Good example. I actually tried that game on my Deck and bailed.
However, I played through Human Resource Machine on my Deck and loved it. Both have a similar control scheme, but I think the difference is the amount of interactivity vs thinking. But maybe the next person will have the opposite experience.
However, the verified stamp doesn’t mean playing it with the built in controller is the best UX, it just means it works well enough to access all content. Whether using the controller is ideal for you is up to you. I still watch the gameplay videos to get a feel for whether it’ll be a good experience on the Deck.
That said, there are certainly things I don’t like about my Deck. For example, I wish the screen was OLED, the charging port doesn’t feel solid, I randomly get the performance overlay stuck and need to reboot, and the charging cable should be detachable. The Switch is still a way better overall experience, but the Deck isn’t competing directly against the Switch, it’s competing with other PC handhelds, and I think it holds up pretty well in those comparisons, warts and all.
I also get the perf overlay showing getting stuck there sometimes, it is really annoying.
########################################
(ASSIGNED TASK A): Reproduce the Deck discussion word for word from "However, the verified" to "on the Deck.".
(ASSIGNED TASK B): Write the next part of the Deck discussion, picking up after its last sentence.
The items that follow the Deck discussion are not required for any task.
########################################
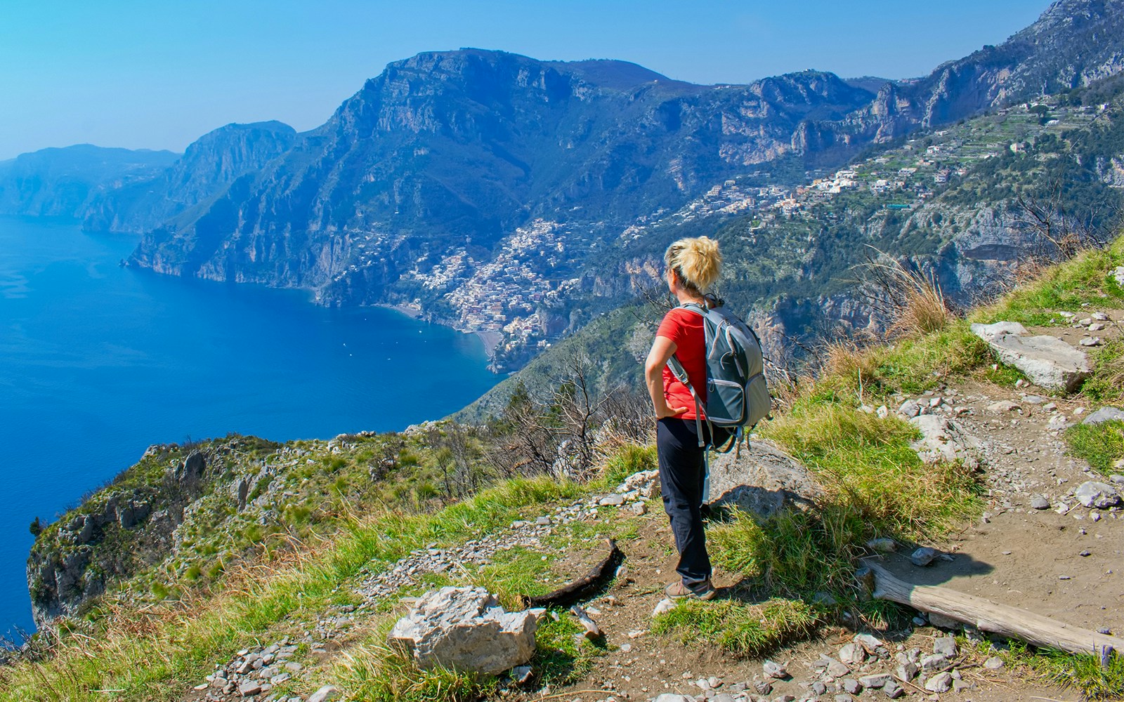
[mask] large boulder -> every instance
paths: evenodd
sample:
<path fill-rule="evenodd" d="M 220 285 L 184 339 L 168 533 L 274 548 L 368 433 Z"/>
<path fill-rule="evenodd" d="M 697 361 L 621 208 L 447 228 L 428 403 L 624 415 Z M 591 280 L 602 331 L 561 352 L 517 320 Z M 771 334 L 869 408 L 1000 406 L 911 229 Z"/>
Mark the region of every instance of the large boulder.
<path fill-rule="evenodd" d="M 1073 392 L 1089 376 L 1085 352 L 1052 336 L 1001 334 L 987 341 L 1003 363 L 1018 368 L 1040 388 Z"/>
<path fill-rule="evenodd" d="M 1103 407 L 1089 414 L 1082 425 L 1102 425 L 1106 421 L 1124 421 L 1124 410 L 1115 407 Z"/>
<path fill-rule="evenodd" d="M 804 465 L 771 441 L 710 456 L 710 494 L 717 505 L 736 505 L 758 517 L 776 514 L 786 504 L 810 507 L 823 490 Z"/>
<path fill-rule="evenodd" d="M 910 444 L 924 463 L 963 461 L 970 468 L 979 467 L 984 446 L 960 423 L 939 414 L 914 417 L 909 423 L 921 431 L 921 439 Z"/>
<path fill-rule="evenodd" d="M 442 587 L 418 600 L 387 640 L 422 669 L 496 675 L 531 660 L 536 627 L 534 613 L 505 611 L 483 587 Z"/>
########################################
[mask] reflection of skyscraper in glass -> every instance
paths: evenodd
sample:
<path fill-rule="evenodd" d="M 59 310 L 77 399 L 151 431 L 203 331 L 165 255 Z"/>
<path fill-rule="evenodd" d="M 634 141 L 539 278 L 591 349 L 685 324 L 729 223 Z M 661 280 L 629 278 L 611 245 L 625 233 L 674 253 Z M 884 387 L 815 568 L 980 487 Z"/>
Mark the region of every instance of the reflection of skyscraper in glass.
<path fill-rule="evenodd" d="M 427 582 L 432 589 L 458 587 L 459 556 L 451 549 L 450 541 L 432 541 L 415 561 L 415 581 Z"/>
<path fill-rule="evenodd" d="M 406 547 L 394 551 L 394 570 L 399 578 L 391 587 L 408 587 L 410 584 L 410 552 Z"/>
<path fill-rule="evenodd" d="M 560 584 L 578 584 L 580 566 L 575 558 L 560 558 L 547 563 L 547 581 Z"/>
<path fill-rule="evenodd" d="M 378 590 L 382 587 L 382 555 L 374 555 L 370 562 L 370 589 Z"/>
########################################
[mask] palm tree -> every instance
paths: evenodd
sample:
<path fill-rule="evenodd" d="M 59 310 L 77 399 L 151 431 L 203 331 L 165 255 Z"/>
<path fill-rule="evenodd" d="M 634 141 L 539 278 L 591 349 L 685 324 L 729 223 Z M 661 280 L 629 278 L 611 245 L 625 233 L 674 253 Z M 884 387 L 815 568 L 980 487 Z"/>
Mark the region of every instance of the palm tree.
########################################
(EXERCISE RESPONSE A):
However, the verified stamp doesn’t mean playing it with the built in controller is the best UX, it just means it works well enough to access all content. Whether using the controller is ideal for you is up to you. I still watch the gameplay videos to get a feel for whether it’ll be a good experience on the Deck.

(EXERCISE RESPONSE B):
Don’t understand what you mean about the charging cable that should be detachable ? I charge my deck via usb-c so the cable is detachable, is it not what you use ? Or did you mean something else ?
The main reason I love the steam deck, is that it can theoretically run almost any games, I hate platform exclusives, with the deck I can emulate most console, including the switch
I mean I can’t separate the USBC cable from the brick, which means I can’t just replace one or the other. Also, the USB port is kinda loose, though it still works.
I could never play Papers please on PC because dragging things with the mouse was horrible, and always felt that a touchscreen was the way of playing it. Now that you mentioned it I remember that I never installed it on the deck, thanks for reminding me of it. Btw this also illustrates my point in the other thread that usability is subjective, for me touch screen is the ideal way to play Papers please, and the deck gives me that.
If i had to guess at why the downvotes, I’d say there’s a failure of comprehension here.
“Great on Deck” means you can play them well on the Steam Deck with few hiccups (damn near what you get if you ran it on Windows, basically). No more, no less. Doesn’t indicate that the game would feel good to play with a controller, but you CAN play it regardless. I don’t have a Deck, but yeah there’s a couple of games in my library that I look at the Community Controller Layouts and go “nah, that looks like a nightmare to use. I’m just gonna not be lazy and KB&M it”. I’m gonna assume doing the opposite on The Deck is…not impossible, but very impractical. Also gonna assume this is your gripe VS what people are likely taking from your sentence (“it says they’re playable, but they’re not”)
I think you are right. I guess I should have been clearer to convey what I meant.
i use it as a rough guide.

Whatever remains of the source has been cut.